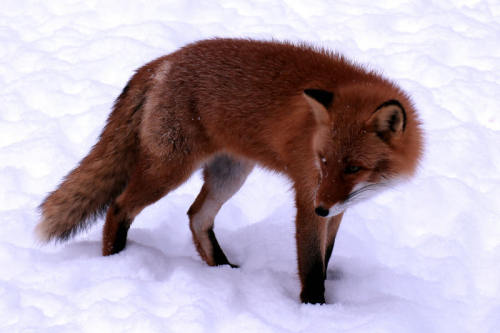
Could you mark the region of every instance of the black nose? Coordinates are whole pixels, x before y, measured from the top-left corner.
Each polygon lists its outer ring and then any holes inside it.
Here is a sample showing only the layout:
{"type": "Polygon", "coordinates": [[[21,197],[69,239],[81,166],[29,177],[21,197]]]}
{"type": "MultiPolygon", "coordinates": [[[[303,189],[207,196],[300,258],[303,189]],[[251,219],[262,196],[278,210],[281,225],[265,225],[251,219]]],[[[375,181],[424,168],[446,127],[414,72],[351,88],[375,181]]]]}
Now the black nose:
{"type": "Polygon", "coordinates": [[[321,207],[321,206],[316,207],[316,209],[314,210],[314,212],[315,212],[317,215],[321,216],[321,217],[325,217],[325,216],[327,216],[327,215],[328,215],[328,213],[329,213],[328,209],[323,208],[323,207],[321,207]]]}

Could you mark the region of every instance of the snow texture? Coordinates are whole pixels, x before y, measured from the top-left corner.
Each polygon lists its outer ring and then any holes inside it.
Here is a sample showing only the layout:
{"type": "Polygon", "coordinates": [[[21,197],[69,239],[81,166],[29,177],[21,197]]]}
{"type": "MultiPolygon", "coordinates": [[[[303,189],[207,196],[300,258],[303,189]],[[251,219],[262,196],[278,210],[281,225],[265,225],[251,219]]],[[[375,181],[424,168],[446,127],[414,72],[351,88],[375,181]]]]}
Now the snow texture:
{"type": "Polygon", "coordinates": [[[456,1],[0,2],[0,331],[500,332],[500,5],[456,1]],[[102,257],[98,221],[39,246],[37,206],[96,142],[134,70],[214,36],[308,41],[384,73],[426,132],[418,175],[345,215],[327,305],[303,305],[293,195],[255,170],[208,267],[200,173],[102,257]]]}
------------------------------------------------
**Problem statement:**
Without changing a word, retype every entry above, but drop its pictures.

**Answer space:**
Could you mark the region of every instance of the black nose? Coordinates are whole pixels, x before y, measured from the top-left corner.
Each polygon lists its outer ring and then any holes inside it.
Here is a sample showing only the layout:
{"type": "Polygon", "coordinates": [[[21,197],[69,239],[81,166],[29,177],[21,197]]]}
{"type": "MultiPolygon", "coordinates": [[[[303,189],[207,196],[300,258],[303,189]],[[251,219],[262,196],[278,210],[281,225],[265,225],[251,219]]],[[[375,181],[424,168],[446,127],[414,72],[351,88],[375,181]]]]}
Now the black nose:
{"type": "Polygon", "coordinates": [[[321,207],[321,206],[316,207],[316,209],[314,210],[314,212],[315,212],[317,215],[321,216],[321,217],[325,217],[325,216],[327,216],[327,215],[328,215],[328,213],[329,213],[328,209],[323,208],[323,207],[321,207]]]}

Could you mark the region of every instance of the snow texture? Coordinates are whole pixels, x before y, measured from the top-left corner.
Each polygon lists its outer ring and then any holes inside it.
Here is a sample showing only the layout:
{"type": "Polygon", "coordinates": [[[21,197],[69,239],[81,166],[29,177],[21,197]]]}
{"type": "MultiPolygon", "coordinates": [[[[303,189],[207,196],[300,258],[303,189]],[[251,219],[262,196],[278,210],[281,225],[265,225],[251,219]]],[[[375,181],[424,168],[446,127],[414,72],[351,88],[375,181]]]]}
Now the snow texture:
{"type": "Polygon", "coordinates": [[[456,1],[0,2],[0,331],[500,332],[500,5],[456,1]],[[102,257],[98,221],[39,246],[37,206],[96,142],[134,70],[214,36],[308,41],[384,73],[426,132],[418,175],[345,215],[327,305],[303,305],[293,195],[255,170],[208,267],[200,173],[102,257]]]}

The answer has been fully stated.